● **Exercise goal**
Reproduce the data below verbatim, starting at its first line and ending with the line containing "(1098, 462)", inclusive.

--- start of Input for this task ---

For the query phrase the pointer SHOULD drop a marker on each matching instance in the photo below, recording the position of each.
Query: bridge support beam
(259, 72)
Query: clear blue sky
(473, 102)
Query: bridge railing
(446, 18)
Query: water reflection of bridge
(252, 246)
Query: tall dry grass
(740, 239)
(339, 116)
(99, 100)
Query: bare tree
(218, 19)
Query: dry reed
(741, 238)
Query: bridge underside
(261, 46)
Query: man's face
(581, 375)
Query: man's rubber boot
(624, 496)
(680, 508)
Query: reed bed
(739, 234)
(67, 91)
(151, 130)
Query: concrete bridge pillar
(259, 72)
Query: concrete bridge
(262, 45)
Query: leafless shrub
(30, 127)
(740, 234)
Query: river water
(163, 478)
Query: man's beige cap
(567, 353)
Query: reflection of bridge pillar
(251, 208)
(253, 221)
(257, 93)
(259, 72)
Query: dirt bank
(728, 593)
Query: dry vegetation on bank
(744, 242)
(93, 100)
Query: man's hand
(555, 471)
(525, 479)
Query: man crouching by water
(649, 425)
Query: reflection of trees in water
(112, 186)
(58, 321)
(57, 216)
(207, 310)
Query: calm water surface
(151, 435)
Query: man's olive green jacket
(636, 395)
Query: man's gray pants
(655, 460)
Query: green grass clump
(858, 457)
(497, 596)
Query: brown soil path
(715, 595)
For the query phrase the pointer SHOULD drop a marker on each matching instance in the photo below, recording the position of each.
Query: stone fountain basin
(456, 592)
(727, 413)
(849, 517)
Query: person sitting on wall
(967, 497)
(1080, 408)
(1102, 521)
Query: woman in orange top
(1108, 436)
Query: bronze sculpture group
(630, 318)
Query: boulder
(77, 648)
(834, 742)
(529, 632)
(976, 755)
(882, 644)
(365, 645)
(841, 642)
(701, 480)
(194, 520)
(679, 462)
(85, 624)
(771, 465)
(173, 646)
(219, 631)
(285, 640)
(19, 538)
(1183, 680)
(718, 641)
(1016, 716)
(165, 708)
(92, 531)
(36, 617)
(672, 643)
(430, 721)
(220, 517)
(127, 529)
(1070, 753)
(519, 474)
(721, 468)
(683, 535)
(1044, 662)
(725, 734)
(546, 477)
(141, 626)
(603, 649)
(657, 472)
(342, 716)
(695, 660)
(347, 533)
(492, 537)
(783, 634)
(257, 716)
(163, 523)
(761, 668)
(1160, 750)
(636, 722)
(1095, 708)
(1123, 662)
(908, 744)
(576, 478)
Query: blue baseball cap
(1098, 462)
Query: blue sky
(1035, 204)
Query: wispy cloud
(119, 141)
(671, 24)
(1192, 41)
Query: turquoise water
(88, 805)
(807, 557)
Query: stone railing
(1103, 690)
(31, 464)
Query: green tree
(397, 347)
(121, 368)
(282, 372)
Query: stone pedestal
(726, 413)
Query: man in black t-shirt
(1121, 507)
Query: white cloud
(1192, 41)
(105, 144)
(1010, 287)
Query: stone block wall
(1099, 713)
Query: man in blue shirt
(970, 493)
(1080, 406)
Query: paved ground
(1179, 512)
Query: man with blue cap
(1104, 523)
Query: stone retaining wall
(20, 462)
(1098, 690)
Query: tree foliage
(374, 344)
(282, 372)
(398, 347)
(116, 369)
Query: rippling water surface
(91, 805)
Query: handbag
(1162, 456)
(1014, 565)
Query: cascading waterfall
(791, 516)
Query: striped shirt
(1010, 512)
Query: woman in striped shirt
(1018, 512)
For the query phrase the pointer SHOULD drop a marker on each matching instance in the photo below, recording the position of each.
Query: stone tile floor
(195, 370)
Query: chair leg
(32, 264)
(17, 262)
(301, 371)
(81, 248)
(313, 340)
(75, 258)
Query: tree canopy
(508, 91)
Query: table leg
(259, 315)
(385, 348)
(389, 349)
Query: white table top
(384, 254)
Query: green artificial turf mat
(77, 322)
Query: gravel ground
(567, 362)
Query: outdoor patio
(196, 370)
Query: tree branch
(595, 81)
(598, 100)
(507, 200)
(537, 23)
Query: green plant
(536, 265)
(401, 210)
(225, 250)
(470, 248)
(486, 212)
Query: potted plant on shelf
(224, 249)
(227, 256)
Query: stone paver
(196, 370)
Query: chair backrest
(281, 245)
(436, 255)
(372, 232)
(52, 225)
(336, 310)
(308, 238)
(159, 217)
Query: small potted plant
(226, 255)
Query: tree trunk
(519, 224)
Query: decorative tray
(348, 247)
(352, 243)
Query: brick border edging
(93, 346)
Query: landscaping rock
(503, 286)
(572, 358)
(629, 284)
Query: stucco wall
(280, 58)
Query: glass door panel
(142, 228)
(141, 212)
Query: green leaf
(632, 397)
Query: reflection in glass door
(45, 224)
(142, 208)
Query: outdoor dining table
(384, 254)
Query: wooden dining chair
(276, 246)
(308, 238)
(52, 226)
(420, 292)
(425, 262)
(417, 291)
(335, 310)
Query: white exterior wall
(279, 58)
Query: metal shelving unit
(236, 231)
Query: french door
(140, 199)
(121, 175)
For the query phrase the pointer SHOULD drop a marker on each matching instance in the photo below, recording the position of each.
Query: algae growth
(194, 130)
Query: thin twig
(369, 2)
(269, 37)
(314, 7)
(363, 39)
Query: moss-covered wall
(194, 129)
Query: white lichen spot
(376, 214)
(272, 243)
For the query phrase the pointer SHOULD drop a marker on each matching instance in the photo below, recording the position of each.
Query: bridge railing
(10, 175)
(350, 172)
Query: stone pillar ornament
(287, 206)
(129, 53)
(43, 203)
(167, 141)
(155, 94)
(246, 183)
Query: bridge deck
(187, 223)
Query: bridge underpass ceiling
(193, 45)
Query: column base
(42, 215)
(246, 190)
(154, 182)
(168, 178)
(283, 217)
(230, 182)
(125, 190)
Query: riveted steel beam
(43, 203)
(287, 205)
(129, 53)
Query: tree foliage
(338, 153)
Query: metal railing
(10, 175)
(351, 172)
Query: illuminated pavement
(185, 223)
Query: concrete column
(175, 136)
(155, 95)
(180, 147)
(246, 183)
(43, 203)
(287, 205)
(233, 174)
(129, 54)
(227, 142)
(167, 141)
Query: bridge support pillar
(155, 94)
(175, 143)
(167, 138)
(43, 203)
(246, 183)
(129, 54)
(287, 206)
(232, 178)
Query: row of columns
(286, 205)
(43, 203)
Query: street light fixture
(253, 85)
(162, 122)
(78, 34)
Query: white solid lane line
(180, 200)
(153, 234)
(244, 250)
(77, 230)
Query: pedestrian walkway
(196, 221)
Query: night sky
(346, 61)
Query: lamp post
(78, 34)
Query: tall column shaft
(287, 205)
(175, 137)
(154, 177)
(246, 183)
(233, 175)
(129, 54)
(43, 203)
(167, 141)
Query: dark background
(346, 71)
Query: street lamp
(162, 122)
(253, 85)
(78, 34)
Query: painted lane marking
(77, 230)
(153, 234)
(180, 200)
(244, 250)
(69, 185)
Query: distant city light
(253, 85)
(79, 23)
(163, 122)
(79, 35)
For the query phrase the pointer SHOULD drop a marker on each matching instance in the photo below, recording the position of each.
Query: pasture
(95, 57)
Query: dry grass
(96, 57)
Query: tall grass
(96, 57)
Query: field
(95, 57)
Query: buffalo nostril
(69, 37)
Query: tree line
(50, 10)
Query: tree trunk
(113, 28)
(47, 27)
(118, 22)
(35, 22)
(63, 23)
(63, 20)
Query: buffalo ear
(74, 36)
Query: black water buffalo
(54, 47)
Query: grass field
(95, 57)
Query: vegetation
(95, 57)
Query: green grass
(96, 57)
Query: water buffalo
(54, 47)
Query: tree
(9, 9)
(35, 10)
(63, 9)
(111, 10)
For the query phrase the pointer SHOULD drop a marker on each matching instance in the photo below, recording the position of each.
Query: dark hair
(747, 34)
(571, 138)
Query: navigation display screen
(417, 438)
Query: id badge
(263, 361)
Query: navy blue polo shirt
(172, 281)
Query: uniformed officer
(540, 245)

--- end of Input for this task ---

● **Full solution**
For the query phrase the pointer SHOULD drop a marker on each matching instance in the photo below, recording the position of each.
Query: bridge support beam
(259, 72)
Query: clear blue sky
(473, 102)
Query: bridge railing
(446, 18)
Query: water reflection of bridge
(252, 246)
Query: tall dry grass
(740, 239)
(339, 116)
(99, 100)
Query: bare tree
(218, 19)
Query: dry reed
(741, 238)
Query: bridge underside
(261, 46)
Query: man's face
(581, 375)
Query: man's rubber boot
(624, 496)
(680, 508)
Query: reed bed
(739, 234)
(67, 91)
(151, 130)
Query: concrete bridge pillar
(259, 72)
Query: concrete bridge
(262, 45)
Query: leafless shrub
(30, 127)
(740, 234)
Query: river water
(163, 478)
Query: man's beige cap
(567, 353)
Query: reflection of bridge pillar
(251, 208)
(253, 221)
(257, 93)
(259, 72)
Query: dirt bank
(728, 593)
Query: dry vegetation on bank
(744, 242)
(93, 100)
Query: man's hand
(555, 471)
(525, 479)
Query: man crouching by water
(649, 425)
Query: reflection of trees in water
(112, 186)
(58, 321)
(57, 216)
(207, 310)
Query: calm water surface
(151, 435)
Query: man's olive green jacket
(636, 395)
Query: man's gray pants
(655, 460)
Query: green grass clump
(858, 457)
(497, 596)
Query: brown soil path
(715, 595)
For the query phrase the pointer SHOULD drop a marker on each matching instance in the photo below, recording the position of each.
Query: stone fountain basin
(456, 592)
(727, 413)
(849, 517)
Query: person sitting on wall
(967, 497)
(1080, 408)
(1102, 521)
Query: woman in orange top
(1108, 436)
Query: bronze sculpture group
(630, 318)
Query: boulder
(77, 648)
(834, 742)
(529, 632)
(976, 755)
(882, 644)
(365, 645)
(841, 642)
(701, 480)
(194, 520)
(679, 462)
(85, 624)
(771, 465)
(173, 646)
(219, 631)
(285, 640)
(19, 538)
(1183, 680)
(718, 641)
(1016, 716)
(165, 708)
(92, 531)
(36, 617)
(672, 643)
(430, 721)
(220, 517)
(127, 529)
(1070, 753)
(519, 474)
(721, 468)
(683, 535)
(1044, 662)
(725, 734)
(546, 477)
(141, 626)
(603, 649)
(657, 472)
(342, 716)
(695, 660)
(347, 533)
(492, 537)
(783, 634)
(257, 716)
(163, 523)
(761, 668)
(1160, 750)
(636, 722)
(1095, 708)
(1123, 662)
(908, 744)
(576, 478)
Query: blue baseball cap
(1098, 462)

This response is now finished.